BEGIN

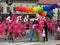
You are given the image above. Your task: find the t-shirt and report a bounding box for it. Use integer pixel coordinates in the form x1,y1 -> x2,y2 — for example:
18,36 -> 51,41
57,27 -> 60,31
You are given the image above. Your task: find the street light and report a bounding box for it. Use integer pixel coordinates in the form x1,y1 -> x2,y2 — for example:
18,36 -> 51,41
6,0 -> 13,16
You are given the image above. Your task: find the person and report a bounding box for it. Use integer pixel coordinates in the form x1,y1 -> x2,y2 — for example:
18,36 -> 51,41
43,22 -> 48,42
30,21 -> 39,41
57,25 -> 60,40
8,27 -> 14,42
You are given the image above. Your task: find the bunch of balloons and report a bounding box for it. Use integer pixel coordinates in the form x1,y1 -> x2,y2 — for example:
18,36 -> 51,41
16,4 -> 58,17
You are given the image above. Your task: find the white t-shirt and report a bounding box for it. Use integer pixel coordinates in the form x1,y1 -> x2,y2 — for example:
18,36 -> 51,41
57,27 -> 60,31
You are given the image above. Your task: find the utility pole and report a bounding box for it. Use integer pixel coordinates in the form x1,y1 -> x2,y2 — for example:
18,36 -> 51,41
6,0 -> 13,16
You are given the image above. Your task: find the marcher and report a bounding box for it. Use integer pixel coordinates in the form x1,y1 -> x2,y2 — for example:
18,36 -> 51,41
43,22 -> 48,42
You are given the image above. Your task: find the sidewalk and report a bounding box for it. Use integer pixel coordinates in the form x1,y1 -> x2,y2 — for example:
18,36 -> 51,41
0,40 -> 60,45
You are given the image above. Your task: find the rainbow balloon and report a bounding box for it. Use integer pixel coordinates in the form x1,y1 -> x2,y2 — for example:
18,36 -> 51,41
16,4 -> 58,17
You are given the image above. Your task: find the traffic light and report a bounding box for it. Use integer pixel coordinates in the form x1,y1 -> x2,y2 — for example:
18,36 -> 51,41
6,0 -> 13,5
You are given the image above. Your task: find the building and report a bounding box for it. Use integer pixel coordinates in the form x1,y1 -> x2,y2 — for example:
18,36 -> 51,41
0,0 -> 37,14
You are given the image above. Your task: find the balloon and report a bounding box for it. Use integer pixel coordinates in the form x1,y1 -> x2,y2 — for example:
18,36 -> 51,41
46,12 -> 52,17
38,11 -> 47,16
51,4 -> 58,9
16,6 -> 26,12
33,7 -> 39,13
26,7 -> 33,12
16,6 -> 20,11
43,5 -> 51,11
38,6 -> 43,12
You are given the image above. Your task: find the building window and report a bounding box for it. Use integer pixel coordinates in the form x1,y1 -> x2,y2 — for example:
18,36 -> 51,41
0,7 -> 3,13
13,7 -> 16,13
7,7 -> 10,13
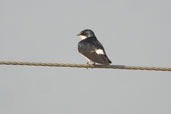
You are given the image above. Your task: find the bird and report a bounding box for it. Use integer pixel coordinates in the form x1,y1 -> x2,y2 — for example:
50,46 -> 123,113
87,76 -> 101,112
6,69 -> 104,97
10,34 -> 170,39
77,29 -> 112,65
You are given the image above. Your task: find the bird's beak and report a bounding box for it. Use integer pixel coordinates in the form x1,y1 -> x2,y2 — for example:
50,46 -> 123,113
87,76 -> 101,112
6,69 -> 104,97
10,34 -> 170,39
77,33 -> 81,36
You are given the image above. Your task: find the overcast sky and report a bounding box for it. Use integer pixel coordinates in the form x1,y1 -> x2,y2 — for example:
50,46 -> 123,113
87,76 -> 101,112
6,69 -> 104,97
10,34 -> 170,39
0,0 -> 171,114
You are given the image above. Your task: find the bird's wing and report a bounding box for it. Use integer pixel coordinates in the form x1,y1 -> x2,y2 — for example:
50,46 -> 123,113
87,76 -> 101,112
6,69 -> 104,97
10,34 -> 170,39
79,40 -> 111,64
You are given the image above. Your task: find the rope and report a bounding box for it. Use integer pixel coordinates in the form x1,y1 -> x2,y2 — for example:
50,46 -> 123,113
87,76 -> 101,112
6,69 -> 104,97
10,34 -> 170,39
0,61 -> 171,71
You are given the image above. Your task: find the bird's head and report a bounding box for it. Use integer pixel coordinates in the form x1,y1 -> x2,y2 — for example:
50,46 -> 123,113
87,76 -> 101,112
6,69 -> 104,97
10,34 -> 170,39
78,29 -> 95,39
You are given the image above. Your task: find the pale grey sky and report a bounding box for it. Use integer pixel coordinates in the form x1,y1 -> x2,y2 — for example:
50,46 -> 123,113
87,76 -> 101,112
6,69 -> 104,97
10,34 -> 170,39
0,0 -> 171,114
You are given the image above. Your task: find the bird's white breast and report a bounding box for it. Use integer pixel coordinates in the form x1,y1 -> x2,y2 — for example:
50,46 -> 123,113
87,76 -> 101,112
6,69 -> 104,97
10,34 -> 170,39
96,49 -> 104,55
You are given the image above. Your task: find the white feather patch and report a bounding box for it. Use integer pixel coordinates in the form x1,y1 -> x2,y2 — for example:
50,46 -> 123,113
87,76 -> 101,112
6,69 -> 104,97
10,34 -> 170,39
80,35 -> 87,40
96,49 -> 104,55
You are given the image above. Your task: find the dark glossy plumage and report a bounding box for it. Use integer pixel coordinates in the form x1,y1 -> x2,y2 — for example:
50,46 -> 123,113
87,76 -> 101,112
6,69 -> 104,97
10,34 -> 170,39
78,29 -> 111,65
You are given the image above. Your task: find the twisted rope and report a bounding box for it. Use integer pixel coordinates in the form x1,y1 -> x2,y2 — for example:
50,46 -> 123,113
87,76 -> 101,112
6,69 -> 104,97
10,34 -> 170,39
0,61 -> 171,71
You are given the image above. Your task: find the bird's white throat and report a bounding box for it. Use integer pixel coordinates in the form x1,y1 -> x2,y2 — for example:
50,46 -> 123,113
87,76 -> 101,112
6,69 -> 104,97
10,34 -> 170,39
80,35 -> 87,40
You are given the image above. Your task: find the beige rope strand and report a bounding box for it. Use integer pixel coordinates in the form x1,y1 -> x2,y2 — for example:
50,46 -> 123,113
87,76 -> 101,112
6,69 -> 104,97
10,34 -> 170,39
0,61 -> 171,71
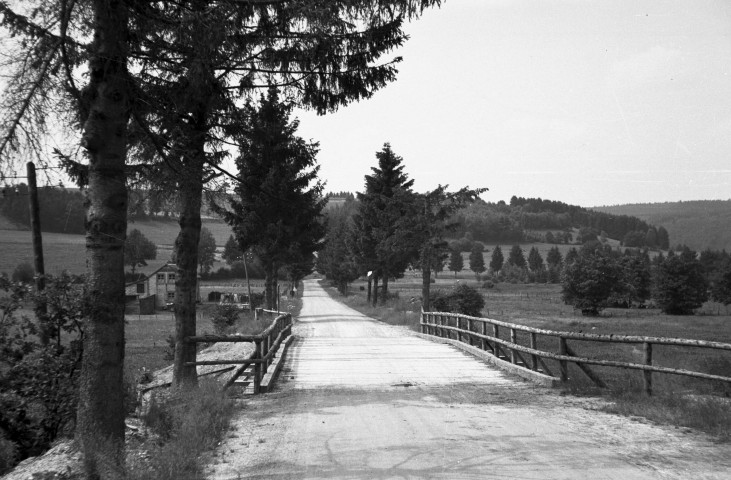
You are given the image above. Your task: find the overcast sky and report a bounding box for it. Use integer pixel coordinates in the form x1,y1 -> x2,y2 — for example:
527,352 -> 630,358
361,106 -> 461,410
297,0 -> 731,206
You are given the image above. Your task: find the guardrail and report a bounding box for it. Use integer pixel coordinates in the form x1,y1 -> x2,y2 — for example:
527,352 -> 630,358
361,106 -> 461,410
185,309 -> 292,395
420,312 -> 731,395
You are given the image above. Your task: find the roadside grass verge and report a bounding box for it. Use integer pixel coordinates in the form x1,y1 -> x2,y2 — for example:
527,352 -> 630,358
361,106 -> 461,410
127,379 -> 237,480
323,276 -> 731,442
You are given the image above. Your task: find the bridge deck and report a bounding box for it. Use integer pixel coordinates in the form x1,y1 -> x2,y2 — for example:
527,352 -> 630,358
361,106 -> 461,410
209,282 -> 731,480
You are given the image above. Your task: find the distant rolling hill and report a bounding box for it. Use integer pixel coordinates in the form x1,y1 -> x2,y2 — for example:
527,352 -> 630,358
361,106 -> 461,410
592,200 -> 731,251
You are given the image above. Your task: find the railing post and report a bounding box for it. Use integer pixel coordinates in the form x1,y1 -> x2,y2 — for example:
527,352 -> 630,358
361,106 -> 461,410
558,337 -> 569,382
642,342 -> 652,396
530,332 -> 538,372
481,322 -> 487,350
254,340 -> 262,395
492,323 -> 500,358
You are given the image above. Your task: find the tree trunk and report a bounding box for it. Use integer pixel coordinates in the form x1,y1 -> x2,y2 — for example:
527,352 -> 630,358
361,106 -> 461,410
264,262 -> 276,310
373,273 -> 378,307
76,0 -> 130,479
421,261 -> 431,312
173,154 -> 205,388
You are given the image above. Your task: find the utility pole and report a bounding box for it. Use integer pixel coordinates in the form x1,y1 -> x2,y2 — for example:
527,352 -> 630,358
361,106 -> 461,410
27,162 -> 49,345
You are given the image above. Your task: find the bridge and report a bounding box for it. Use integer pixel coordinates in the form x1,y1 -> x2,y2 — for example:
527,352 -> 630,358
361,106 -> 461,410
208,281 -> 731,480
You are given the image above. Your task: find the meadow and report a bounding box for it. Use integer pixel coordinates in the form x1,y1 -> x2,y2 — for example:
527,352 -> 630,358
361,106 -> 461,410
324,271 -> 731,440
0,219 -> 231,275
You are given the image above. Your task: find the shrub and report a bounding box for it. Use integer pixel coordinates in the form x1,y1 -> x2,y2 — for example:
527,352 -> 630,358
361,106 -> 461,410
10,262 -> 35,283
0,430 -> 18,475
211,305 -> 239,335
652,255 -> 708,315
430,285 -> 485,317
128,380 -> 235,480
0,275 -> 85,468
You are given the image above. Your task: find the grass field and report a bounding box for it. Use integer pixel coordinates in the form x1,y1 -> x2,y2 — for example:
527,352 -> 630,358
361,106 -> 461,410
327,272 -> 731,441
0,219 -> 231,275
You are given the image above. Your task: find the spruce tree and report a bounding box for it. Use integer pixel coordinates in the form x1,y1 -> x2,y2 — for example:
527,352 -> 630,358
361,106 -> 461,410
354,143 -> 419,304
217,89 -> 326,309
546,247 -> 563,268
508,245 -> 526,268
221,234 -> 244,265
490,245 -> 505,273
449,249 -> 464,278
528,247 -> 544,272
470,242 -> 485,279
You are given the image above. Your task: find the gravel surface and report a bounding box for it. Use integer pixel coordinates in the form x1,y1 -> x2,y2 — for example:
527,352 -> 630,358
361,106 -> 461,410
208,282 -> 731,480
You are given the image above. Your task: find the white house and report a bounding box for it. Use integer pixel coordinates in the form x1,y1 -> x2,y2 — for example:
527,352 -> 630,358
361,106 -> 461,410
125,263 -> 201,308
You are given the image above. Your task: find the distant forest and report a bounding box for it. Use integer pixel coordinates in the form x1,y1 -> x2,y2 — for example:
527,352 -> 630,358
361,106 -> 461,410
593,200 -> 731,251
330,192 -> 669,248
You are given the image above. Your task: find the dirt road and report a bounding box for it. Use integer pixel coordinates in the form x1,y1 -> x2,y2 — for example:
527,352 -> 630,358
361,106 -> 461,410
209,282 -> 731,480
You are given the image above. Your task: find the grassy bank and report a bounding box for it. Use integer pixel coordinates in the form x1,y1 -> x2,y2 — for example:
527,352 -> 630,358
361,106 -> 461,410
323,275 -> 731,441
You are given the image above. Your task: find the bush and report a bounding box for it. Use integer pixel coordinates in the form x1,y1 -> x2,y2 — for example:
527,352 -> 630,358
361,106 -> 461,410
652,255 -> 708,315
430,285 -> 485,317
211,305 -> 239,335
0,430 -> 18,475
10,262 -> 35,283
127,380 -> 235,480
0,275 -> 85,468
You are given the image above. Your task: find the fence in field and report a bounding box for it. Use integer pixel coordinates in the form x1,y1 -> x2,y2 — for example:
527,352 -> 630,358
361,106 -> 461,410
185,309 -> 292,394
420,312 -> 731,395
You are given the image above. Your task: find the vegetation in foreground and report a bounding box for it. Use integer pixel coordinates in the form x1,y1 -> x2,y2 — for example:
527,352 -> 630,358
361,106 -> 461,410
323,276 -> 731,441
127,380 -> 236,480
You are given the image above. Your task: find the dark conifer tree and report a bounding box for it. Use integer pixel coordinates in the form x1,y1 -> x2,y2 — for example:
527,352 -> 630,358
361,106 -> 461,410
528,247 -> 544,272
449,249 -> 464,278
508,245 -> 526,268
354,143 -> 418,304
490,245 -> 505,273
219,89 -> 325,308
470,242 -> 485,278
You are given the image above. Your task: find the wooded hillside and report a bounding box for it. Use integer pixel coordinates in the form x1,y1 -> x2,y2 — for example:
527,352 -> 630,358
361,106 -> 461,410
593,200 -> 731,251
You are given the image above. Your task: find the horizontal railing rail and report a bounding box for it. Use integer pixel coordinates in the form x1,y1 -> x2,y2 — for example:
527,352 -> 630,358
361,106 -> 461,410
420,312 -> 731,395
185,309 -> 292,394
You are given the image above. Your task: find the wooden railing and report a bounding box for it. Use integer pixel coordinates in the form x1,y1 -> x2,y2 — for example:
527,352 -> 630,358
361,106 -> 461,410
185,309 -> 292,394
420,312 -> 731,395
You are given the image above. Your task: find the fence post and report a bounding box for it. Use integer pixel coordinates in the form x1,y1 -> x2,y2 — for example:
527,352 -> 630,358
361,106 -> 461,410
254,340 -> 262,395
642,342 -> 652,396
558,337 -> 569,382
482,322 -> 487,350
492,323 -> 500,358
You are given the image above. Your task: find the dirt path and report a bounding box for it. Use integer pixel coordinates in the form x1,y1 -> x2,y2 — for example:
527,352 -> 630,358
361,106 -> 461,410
210,282 -> 731,480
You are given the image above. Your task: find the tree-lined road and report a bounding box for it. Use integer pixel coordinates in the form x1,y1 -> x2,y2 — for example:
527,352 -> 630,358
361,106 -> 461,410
209,281 -> 731,480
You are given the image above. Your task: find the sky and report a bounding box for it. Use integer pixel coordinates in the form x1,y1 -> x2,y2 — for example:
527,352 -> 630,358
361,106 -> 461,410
295,0 -> 731,207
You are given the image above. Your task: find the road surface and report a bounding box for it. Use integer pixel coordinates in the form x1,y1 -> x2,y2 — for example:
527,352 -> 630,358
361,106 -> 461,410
208,281 -> 731,480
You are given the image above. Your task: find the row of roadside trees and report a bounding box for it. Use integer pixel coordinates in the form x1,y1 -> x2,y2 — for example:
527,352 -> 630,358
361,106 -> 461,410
317,143 -> 485,309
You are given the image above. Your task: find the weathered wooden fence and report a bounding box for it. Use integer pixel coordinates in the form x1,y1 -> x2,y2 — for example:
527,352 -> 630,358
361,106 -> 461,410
420,312 -> 731,395
185,309 -> 292,394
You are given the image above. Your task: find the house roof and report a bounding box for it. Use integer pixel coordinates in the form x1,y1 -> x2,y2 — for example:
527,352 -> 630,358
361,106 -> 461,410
125,263 -> 178,287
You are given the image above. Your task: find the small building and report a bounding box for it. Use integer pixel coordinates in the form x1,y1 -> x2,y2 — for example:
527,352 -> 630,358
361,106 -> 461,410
125,263 -> 200,314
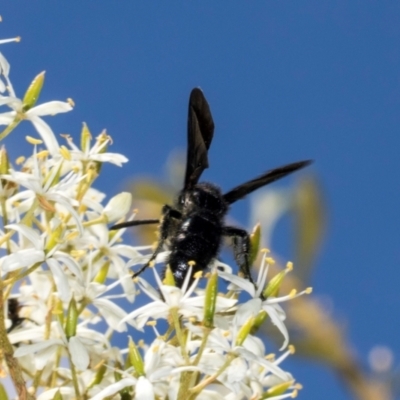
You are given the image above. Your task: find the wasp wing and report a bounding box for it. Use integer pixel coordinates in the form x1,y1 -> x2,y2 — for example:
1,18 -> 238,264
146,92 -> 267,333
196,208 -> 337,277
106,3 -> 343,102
110,219 -> 160,231
224,160 -> 312,204
184,88 -> 214,189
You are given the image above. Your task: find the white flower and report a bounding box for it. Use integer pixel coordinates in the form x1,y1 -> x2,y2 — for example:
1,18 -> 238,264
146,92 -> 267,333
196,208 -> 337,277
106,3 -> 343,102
102,192 -> 132,222
2,154 -> 83,233
121,268 -> 236,328
65,132 -> 128,167
0,75 -> 72,155
0,224 -> 83,301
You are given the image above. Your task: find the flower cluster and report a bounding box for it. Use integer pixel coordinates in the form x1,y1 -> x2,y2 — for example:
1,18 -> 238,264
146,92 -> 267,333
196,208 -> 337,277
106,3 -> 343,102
0,34 -> 309,400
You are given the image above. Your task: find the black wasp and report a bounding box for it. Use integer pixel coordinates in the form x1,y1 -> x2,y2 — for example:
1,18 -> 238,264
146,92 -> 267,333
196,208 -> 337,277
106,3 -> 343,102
7,298 -> 26,333
111,88 -> 311,287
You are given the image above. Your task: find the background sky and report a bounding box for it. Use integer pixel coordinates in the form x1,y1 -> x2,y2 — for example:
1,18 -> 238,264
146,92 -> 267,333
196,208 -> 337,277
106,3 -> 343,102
0,0 -> 400,400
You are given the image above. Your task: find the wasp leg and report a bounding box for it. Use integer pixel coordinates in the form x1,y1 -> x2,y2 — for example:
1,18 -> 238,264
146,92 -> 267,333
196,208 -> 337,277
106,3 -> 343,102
222,226 -> 255,285
132,205 -> 181,278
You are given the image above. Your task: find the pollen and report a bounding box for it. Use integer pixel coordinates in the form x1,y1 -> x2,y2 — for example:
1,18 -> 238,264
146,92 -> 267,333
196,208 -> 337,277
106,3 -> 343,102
264,353 -> 275,362
265,257 -> 275,265
65,231 -> 79,242
193,271 -> 203,279
36,150 -> 49,159
294,383 -> 303,390
25,136 -> 43,144
15,156 -> 25,165
60,146 -> 72,161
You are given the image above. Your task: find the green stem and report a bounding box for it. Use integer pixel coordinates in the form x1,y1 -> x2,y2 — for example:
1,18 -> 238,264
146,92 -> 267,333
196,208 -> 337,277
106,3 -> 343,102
0,117 -> 22,140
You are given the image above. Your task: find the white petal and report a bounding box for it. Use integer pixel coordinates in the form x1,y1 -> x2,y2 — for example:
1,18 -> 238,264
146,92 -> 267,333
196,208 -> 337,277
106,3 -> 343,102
135,376 -> 154,400
1,249 -> 45,272
29,115 -> 60,156
37,386 -> 76,400
93,299 -> 127,332
46,258 -> 70,301
25,101 -> 72,119
90,153 -> 128,167
90,378 -> 136,400
68,336 -> 90,371
53,251 -> 83,282
103,192 -> 132,222
6,224 -> 43,250
263,305 -> 289,350
0,111 -> 17,125
14,339 -> 63,357
46,193 -> 83,235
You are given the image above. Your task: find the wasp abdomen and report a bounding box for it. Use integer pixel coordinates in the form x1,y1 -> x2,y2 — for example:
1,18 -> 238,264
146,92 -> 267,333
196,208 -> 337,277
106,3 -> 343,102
168,212 -> 222,287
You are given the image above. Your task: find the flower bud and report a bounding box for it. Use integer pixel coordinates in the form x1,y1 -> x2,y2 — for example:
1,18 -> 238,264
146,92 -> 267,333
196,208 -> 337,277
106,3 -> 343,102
203,272 -> 218,328
103,192 -> 132,222
81,123 -> 92,153
128,337 -> 145,376
235,317 -> 256,346
65,297 -> 78,339
249,223 -> 261,265
22,71 -> 45,111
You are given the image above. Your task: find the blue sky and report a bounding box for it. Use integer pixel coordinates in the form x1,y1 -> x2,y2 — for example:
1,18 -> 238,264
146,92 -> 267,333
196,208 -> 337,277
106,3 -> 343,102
0,0 -> 400,400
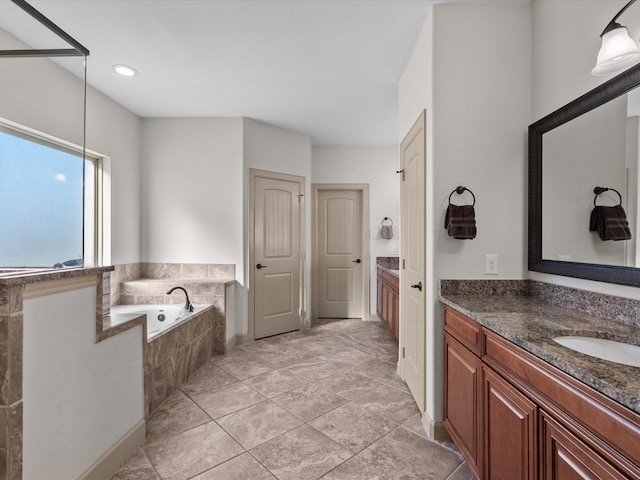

END

WHAT NEEDS TO BE DONE
Render the lines of the material above as a Markdown table with the columns Row and Text, covering only the lines between the one holding "You are given the image above. Your task: find the row" and the one holding "125,263 -> 200,314", inclusive. Number each line in Row, put the line itself in Text, and leave out blank lines.

SOLUTION TO THIS PROBLEM
| Row | Text |
|---|---|
| 1 | You are given the image above. Your task: find the row of roadside trees and report a bounding box for it. Use integer pixel coordinates in the form x1,y1 -> x2,y2 — for example: |
| 2 | 527,352 -> 630,358 |
| 3 | 361,106 -> 461,410 |
| 4 | 317,143 -> 485,309 |
| 5 | You are given the image above. Your task: find the weathered wooden fence and report a bounding box for it. Use integer pixel coordinates in the form x1,y1 -> x2,y2 — for example: |
| 6 | 527,352 -> 630,358 |
| 7 | 361,106 -> 461,410 |
| 8 | 420,312 -> 731,395 |
| 9 | 185,309 -> 292,394 |
| 10 | You are given the image above. Your task: find the house roof and report a bounding box for it. Use integer pixel coordinates in the form x1,y1 -> x2,y2 — for example: |
| 11 | 527,352 -> 630,358 |
| 12 | 361,106 -> 461,410 |
| 13 | 125,263 -> 178,287 |
| 14 | You are given the image above. Your task: find the small building and report a bounding box for it. Use integer pixel coordinates in the form x1,y1 -> x2,y2 — for example: |
| 15 | 527,352 -> 630,358 |
| 16 | 361,106 -> 461,410 |
| 17 | 125,263 -> 200,314 |